- Born: 6 May 1964 (age 62) Guildford, Surrey, England
- Education: University of South West in Plymouth
- Occupation: Director of vehicle engineering
- Years active: 1987–present
- Height: 5 ft 5 in (1.65 m)

= Diane Holl =

British motor racing engineer

Diane Holl (born 6 May 1964) is a British engineer who has worked in Formula One, Championship Auto Racing Teams (CART), and NASCAR. She is employed at the Hendrick Motorsports NASCAR team as director of vehicle engineering.

The only woman to graduate from a class of 65 in mechanical engineering at the University of South West in Plymouth, Holl interned at Reynard Motorsport and March Engineering before moving to the Scuderia Ferrari Formula One team to work as a chassis design engineer under the supervision of John Barnard. In 1996, she became the first woman race engineer to win a CART motor race and engineered Tony Kanaan to the 1998 Rookie of the Year. Holl was employed by McLaren from 2001 and later Michael Waltrip Racing from 2008 to 2015.

==Early life and education==
Holl was born on 6 May 1964. Her father and brother worked as aeroplane engineers, and her mother was a nurse. Holl was raised in Guildford in the English county of Surrey. At the age of nine, Holl's father took the family to watch Formula One racing for the first time. Holl, however, found motor racing to be boring, and thought of a career in ballet. She excelled in science at school. When Holl was 16, she changed her view on motorsport and told her parents she wanted to pursue a career as a race engineer. She was told by her secondary school teachers a course in engineering was impractical because of her gender. Nevertheless, Holl enrolled at the University of South West in Plymouth in 1983. Out of a class of 65 students studying mechanical engineering, Holl was the only woman. In 1987, she graduated with honours as the top student of her class and earned the Institution of Mechanical Engineers prize.

==Early career==
While an undergraduate, she accepted an internship with the Reynard Motorsport vehicle manufacturer that produced chassis for motor racing cars. During her first internship with Reynard, Holl worked on the company's first carbon fiber reinforced polymer Formula Three chassis. She felt confident afterwards and went to March Engineering for a second internship. Race engineer Adrian Newey asked Holl to work as a wind tunnel designer on its IndyCar aerodynamic design programme. Six months later, Newey gave her £2,500 to design and construct a wind tunnel model, which was run at the University of Southampton by March Engineering.

[DATASET CONTENT]
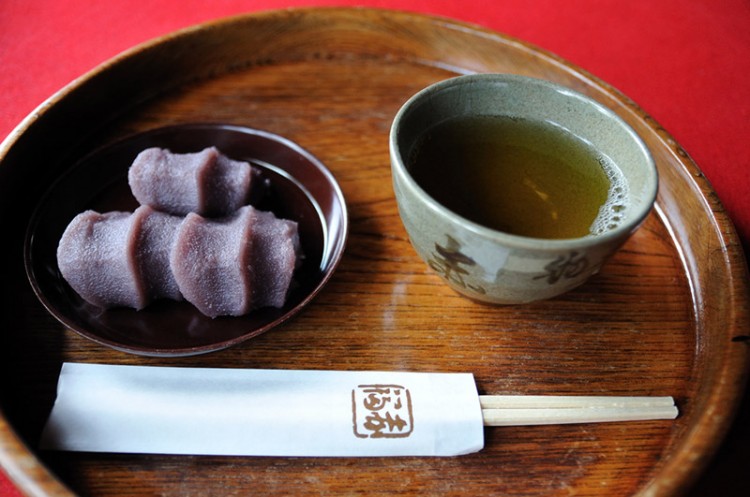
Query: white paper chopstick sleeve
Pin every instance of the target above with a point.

[WORK INSTRUCTIONS]
Reproduce the Diane Holl text between "British motor racing" and "of vehicle engineering.", inclusive, updating each occurrence of "British" to "English".

[ANSWER BELOW]
English motor racing engineer

Diane Holl (born 6 May 1964) is a English engineer who has worked in Formula One, Championship Auto Racing Teams (CART), and NASCAR. She is employed at the Hendrick Motorsports NASCAR team as director of vehicle engineering.